- [DATA LISTING]:
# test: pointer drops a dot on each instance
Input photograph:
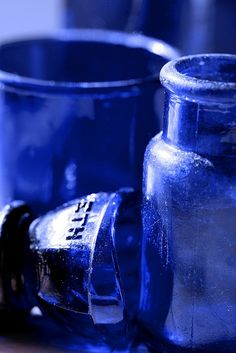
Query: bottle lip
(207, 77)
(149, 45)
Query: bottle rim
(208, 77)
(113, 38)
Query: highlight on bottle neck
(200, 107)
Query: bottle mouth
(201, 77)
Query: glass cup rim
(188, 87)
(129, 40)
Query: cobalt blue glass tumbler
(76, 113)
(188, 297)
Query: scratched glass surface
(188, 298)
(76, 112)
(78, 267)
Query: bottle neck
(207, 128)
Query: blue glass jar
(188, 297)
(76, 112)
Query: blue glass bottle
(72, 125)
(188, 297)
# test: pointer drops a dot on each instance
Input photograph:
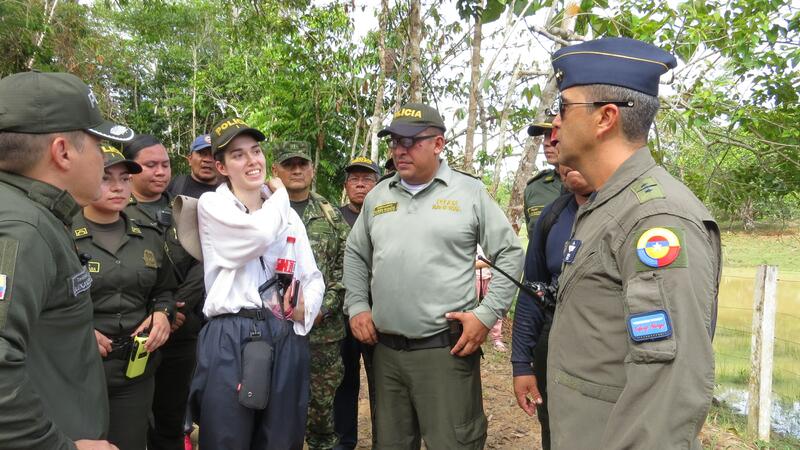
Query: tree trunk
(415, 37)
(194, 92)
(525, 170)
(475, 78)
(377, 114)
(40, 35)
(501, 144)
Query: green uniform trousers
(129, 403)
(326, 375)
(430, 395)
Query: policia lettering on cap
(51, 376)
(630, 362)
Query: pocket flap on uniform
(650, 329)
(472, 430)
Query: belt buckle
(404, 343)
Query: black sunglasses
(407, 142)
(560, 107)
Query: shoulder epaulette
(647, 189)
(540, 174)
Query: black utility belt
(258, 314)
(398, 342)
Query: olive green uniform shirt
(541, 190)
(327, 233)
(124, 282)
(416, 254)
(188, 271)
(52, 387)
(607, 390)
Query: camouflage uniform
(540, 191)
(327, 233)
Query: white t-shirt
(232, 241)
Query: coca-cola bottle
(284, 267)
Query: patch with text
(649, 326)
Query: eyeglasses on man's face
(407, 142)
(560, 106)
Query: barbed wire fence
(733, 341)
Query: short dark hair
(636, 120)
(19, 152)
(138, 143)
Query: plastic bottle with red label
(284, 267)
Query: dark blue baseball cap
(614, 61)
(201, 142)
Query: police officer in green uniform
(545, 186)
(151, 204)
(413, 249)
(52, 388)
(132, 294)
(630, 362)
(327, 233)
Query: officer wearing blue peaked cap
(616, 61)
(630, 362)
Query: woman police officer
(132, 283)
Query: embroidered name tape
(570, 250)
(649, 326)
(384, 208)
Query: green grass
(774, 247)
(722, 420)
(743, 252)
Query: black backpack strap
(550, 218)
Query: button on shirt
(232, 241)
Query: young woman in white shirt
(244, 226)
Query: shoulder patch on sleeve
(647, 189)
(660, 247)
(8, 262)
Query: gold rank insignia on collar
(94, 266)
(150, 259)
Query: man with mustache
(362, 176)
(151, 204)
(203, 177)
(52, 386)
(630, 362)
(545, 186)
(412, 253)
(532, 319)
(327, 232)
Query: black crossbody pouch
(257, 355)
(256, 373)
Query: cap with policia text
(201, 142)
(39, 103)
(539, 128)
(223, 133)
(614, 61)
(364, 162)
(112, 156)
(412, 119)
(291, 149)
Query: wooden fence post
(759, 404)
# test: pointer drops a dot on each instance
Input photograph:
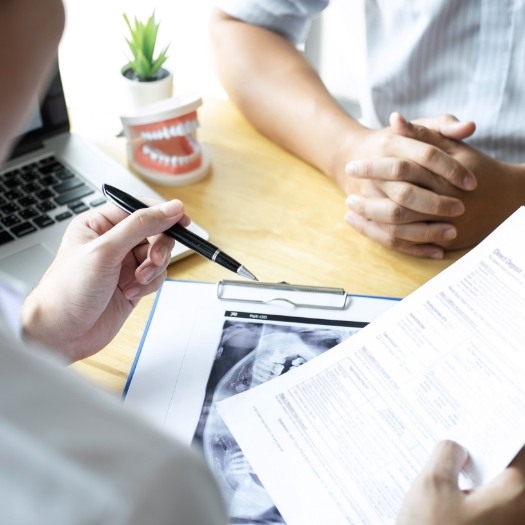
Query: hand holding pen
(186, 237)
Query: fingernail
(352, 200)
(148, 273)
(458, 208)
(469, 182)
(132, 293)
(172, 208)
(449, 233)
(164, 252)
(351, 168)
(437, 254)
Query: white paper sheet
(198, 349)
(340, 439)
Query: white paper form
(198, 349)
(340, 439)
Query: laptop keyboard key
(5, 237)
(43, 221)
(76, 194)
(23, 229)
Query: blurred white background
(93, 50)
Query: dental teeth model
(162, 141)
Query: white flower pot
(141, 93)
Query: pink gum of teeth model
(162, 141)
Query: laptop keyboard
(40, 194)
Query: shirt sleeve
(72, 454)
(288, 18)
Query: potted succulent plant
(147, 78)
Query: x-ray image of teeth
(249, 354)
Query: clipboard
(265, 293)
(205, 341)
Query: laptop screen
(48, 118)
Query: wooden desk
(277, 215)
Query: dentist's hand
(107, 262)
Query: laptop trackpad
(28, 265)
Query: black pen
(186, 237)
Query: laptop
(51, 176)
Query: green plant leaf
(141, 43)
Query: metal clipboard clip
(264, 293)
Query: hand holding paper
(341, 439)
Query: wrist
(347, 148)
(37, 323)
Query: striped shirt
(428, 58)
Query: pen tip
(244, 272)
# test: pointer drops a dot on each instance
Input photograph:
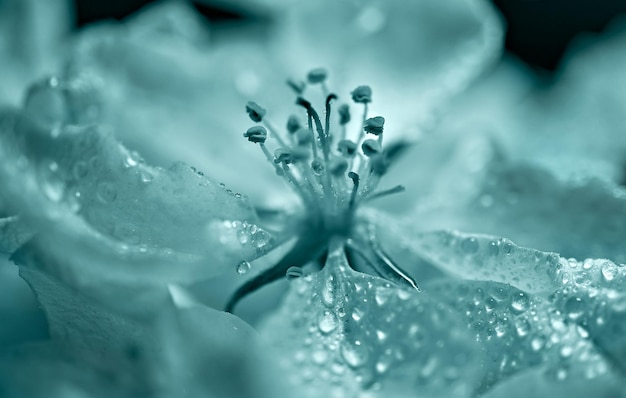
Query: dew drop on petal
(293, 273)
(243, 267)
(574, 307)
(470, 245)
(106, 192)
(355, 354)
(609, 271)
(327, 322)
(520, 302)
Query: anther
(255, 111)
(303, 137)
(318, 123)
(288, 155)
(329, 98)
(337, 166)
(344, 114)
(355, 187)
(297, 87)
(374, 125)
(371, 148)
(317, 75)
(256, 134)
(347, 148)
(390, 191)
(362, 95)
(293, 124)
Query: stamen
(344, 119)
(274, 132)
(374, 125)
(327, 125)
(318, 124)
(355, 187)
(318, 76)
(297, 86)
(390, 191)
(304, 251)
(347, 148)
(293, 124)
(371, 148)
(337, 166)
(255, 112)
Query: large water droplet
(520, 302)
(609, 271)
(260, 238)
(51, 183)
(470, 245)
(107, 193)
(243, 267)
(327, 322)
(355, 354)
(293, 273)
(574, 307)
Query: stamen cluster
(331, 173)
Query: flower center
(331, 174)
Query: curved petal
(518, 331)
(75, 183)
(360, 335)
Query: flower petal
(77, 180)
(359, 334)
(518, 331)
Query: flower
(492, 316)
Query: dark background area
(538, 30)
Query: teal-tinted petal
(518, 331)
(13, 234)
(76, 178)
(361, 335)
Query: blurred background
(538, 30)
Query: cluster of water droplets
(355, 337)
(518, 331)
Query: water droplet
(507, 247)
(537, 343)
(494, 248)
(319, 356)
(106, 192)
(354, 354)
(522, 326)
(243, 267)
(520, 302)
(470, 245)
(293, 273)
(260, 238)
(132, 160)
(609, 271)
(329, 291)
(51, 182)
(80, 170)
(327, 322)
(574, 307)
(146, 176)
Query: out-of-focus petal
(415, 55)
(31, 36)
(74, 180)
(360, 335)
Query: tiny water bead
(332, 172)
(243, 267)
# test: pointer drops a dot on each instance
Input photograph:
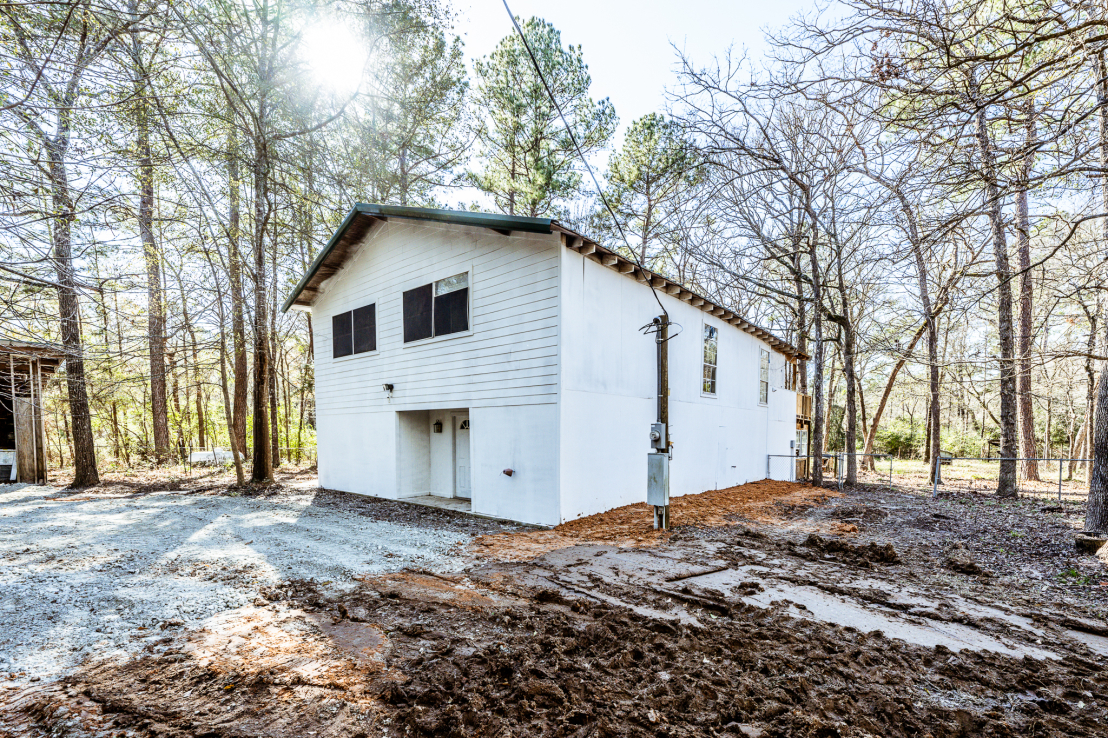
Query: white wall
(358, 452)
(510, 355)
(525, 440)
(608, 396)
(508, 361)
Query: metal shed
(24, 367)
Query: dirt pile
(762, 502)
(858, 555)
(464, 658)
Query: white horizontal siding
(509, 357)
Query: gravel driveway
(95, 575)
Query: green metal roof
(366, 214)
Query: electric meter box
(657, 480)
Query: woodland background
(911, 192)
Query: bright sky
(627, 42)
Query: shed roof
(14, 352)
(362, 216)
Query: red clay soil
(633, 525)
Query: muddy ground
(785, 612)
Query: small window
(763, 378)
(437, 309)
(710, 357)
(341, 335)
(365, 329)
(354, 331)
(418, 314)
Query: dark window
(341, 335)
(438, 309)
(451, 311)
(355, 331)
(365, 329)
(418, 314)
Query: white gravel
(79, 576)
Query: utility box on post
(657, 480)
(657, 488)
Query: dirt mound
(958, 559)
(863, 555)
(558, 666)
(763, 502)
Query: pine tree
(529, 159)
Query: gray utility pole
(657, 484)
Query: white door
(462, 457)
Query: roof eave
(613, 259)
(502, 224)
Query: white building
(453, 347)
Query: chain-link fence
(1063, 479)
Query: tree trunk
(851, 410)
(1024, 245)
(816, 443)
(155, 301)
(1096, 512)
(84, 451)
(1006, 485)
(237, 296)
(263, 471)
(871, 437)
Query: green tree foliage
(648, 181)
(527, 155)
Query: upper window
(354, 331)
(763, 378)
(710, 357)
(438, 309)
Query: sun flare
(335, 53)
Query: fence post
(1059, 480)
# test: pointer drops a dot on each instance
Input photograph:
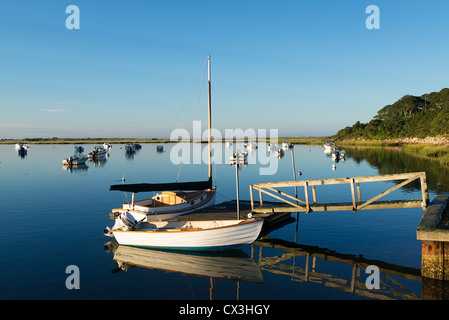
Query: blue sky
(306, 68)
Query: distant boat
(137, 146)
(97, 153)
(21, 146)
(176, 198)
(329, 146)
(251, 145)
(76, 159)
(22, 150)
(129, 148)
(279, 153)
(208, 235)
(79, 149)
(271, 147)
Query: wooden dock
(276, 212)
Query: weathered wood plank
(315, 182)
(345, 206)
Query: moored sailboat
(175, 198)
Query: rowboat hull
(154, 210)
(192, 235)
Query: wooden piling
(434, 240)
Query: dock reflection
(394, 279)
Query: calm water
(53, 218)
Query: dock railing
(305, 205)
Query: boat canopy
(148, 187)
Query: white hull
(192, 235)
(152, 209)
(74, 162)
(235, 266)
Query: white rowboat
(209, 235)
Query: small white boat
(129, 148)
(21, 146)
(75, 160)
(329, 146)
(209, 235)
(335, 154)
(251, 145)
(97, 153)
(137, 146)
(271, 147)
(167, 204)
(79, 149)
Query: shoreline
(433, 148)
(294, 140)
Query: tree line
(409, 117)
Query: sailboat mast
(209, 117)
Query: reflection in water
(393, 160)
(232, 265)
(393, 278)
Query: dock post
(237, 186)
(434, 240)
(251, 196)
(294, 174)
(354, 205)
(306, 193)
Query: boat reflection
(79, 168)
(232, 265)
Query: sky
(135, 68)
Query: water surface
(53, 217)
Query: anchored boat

- [SHORT TASK]: Please print, word for word, the lines from the line with "Query: chain-link fence" through the line with "(1059, 480)", including both of those lines.

- [OUTPUT FOR THIS TASK]:
Query: chain-link fence
(1063, 479)
Query: tree trunk
(851, 410)
(1024, 245)
(816, 443)
(155, 301)
(1096, 512)
(84, 451)
(1006, 485)
(237, 296)
(263, 471)
(871, 437)
Query: green tree foliage
(648, 181)
(527, 155)
Query: upper window
(354, 331)
(763, 378)
(710, 357)
(438, 309)
Query: sun flare
(335, 53)
Query: fence post
(1059, 480)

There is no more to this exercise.